Copy the lines that follow, keeping every character the same.
-------------------------
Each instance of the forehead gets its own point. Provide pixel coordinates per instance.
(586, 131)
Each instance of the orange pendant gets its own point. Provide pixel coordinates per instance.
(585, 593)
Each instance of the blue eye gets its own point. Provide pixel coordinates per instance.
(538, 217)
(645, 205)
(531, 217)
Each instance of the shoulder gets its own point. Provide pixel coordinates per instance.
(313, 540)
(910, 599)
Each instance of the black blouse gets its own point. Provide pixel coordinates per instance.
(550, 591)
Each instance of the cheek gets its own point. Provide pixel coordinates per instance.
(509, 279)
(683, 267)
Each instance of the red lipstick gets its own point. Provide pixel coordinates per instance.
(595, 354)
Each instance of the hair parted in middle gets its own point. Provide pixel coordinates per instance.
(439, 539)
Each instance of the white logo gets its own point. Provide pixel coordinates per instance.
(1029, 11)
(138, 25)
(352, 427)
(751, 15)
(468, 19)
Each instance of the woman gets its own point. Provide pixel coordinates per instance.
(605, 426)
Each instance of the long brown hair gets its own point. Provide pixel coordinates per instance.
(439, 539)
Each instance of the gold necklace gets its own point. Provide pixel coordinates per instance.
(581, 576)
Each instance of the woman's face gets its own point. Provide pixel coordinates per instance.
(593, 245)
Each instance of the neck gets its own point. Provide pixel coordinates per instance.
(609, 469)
-------------------------
### Answer to this task
Each instance of the forehead gets its own point. Provide pixel coordinates per instance.
(586, 131)
Each instance of the orange pendant gets its own point. Provide pixel coordinates per instance.
(585, 593)
Each instance of the blue eye gets its own point. Provide pixel coordinates per instance.
(538, 217)
(645, 205)
(531, 217)
Each instance of the shoulder gets its own point. Provide pixel coordinates per instance.
(313, 540)
(910, 599)
Each instance of the black blouse gets its own point. Provide pixel coordinates per instance.
(550, 591)
Each instance of the cheek gets its own point. Provide pixel coordinates per instance.
(509, 279)
(683, 267)
Each instance of the red lipstick gets its own point. Provide pixel coordinates per instance.
(595, 354)
Each instance of the hair parted in middle gets its own point. Provide pixel coordinates per instance.
(439, 539)
Each instance of the white logo gets its own point. Provide pixel coordinates per instance.
(1029, 11)
(138, 25)
(352, 427)
(751, 15)
(468, 19)
Each instance of the woman gets its own point. Provide pixel coordinates per instance.
(605, 426)
Each instance of the long brown hair gets its own point. Provide pixel coordinates per instance.
(439, 539)
Each instance of the gold necklace gets its own point. Provide pixel coordinates per instance.
(581, 576)
Each instance of the woman's face gets its own point. Provide pixel coordinates per instance.
(593, 245)
Each instance of the neck gets its own point. Provide pixel coordinates per instance.
(609, 469)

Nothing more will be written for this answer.